* [INSTRUCTIONS TO FOLLOW] How many of the lines below contain the string "black"? Reply with the number alone.

(Point labeling examples)
____________________

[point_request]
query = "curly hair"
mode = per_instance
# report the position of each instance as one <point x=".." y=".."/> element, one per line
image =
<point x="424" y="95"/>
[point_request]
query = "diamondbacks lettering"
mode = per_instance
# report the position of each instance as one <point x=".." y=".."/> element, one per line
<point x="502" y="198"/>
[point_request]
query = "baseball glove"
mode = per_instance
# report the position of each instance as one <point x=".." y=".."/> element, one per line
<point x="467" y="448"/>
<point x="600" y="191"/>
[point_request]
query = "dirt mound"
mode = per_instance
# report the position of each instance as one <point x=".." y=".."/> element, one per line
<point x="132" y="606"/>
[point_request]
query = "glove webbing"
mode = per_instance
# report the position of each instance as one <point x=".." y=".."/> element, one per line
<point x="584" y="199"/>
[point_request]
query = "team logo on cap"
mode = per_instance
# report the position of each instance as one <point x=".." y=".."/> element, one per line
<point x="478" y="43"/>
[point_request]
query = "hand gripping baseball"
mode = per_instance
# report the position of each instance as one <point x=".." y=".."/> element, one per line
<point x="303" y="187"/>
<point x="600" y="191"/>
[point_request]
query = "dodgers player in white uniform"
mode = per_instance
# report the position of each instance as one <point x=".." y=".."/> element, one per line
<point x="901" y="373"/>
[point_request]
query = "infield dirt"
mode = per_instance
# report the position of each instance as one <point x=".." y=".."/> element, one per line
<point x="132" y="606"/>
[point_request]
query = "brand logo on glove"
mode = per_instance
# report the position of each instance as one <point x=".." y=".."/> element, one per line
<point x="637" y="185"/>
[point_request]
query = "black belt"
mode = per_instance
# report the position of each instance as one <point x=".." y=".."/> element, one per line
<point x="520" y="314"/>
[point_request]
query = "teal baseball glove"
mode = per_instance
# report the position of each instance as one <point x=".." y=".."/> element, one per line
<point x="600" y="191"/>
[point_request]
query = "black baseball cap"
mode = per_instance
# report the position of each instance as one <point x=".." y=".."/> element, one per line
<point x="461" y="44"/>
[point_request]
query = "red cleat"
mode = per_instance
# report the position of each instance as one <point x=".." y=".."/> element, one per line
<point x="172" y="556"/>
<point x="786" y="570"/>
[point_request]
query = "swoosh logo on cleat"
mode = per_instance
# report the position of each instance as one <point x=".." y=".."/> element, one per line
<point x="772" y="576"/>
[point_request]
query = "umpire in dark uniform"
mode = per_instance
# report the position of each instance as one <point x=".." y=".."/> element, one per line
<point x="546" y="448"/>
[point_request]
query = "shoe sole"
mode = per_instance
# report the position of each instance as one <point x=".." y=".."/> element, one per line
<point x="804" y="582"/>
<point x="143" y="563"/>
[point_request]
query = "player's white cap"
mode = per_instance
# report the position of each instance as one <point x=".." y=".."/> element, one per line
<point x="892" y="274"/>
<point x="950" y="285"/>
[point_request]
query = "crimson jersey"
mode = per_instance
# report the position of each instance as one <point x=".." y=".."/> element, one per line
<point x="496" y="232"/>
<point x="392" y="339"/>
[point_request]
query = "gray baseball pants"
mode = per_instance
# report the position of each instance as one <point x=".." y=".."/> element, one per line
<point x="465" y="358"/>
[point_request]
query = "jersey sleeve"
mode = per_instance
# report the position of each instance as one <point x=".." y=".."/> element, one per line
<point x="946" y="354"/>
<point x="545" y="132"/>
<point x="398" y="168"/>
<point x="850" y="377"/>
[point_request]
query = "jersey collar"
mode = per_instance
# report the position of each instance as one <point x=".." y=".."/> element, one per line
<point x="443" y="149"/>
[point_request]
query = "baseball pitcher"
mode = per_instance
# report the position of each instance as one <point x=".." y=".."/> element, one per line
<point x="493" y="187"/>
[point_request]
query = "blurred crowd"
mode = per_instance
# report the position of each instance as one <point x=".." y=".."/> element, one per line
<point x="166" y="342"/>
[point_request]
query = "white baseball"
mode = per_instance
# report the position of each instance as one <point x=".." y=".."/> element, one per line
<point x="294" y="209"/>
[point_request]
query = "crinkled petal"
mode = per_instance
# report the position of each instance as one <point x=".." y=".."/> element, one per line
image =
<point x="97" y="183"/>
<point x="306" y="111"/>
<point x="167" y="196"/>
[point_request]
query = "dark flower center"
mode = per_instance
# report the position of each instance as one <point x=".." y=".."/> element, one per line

____________________

* [RESULT BELOW] 2